- Problem
Rewrite the data below, replacing "instance" with "region" wherever it occurs and leaving all else unchanged.

- Source data
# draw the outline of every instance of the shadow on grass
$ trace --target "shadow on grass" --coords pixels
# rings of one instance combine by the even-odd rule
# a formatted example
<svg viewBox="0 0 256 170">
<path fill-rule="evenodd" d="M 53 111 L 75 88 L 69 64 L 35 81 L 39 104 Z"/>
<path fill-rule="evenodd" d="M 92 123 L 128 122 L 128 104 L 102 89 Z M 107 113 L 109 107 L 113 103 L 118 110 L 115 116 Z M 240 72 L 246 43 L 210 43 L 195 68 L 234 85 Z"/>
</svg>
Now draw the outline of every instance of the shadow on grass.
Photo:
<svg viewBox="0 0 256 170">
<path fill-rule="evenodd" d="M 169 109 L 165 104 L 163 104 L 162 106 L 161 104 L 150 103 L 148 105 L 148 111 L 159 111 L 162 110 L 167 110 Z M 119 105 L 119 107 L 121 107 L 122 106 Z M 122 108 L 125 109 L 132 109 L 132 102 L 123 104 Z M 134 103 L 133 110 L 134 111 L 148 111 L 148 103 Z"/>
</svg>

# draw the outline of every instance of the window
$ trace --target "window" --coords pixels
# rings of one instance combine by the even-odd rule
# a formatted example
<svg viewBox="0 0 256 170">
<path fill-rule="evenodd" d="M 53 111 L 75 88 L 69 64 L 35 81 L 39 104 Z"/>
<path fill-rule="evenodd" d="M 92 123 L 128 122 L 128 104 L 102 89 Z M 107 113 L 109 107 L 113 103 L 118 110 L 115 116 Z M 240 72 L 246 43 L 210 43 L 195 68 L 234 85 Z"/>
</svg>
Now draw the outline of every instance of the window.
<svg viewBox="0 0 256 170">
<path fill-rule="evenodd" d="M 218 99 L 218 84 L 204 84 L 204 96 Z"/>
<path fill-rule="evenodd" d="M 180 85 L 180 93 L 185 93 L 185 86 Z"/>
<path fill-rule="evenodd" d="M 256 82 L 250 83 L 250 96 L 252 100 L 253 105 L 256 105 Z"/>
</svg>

- Solution
# draw the outline of every region of the shadow on grass
$ trace --target "shadow on grass" --coords pixels
# rings of one region combine by the even-odd rule
# a formatted example
<svg viewBox="0 0 256 170">
<path fill-rule="evenodd" d="M 53 111 L 75 88 L 69 64 L 35 81 L 39 104 Z"/>
<path fill-rule="evenodd" d="M 92 123 L 128 122 L 128 104 L 102 89 Z M 107 113 L 109 107 L 113 103 L 118 110 L 115 116 Z M 240 72 L 246 43 L 210 43 L 195 68 L 234 85 Z"/>
</svg>
Now draw the outline of every region of the shadow on grass.
Photo:
<svg viewBox="0 0 256 170">
<path fill-rule="evenodd" d="M 169 109 L 165 104 L 163 104 L 162 106 L 161 104 L 150 103 L 148 105 L 148 111 L 159 111 L 162 110 L 167 110 Z M 119 105 L 119 107 L 121 107 L 122 106 Z M 122 108 L 125 109 L 132 109 L 132 102 L 123 104 Z M 134 103 L 133 110 L 134 111 L 148 111 L 148 103 Z"/>
</svg>

# draw the outline of every region of the window
$ trace --target "window" --coords pixels
# rings of one region combine by the even-odd rule
# a formatted example
<svg viewBox="0 0 256 170">
<path fill-rule="evenodd" d="M 53 111 L 75 88 L 69 64 L 35 81 L 39 104 Z"/>
<path fill-rule="evenodd" d="M 92 123 L 128 122 L 128 104 L 102 89 Z M 107 113 L 109 107 L 113 103 L 118 110 L 115 116 Z M 240 72 L 246 43 L 210 43 L 195 68 L 234 85 Z"/>
</svg>
Now draw the outline of every region of the window.
<svg viewBox="0 0 256 170">
<path fill-rule="evenodd" d="M 218 99 L 218 84 L 204 84 L 204 96 Z"/>
<path fill-rule="evenodd" d="M 180 85 L 180 93 L 185 93 L 185 86 Z"/>
<path fill-rule="evenodd" d="M 256 82 L 250 83 L 250 96 L 252 100 L 253 105 L 256 105 Z"/>
</svg>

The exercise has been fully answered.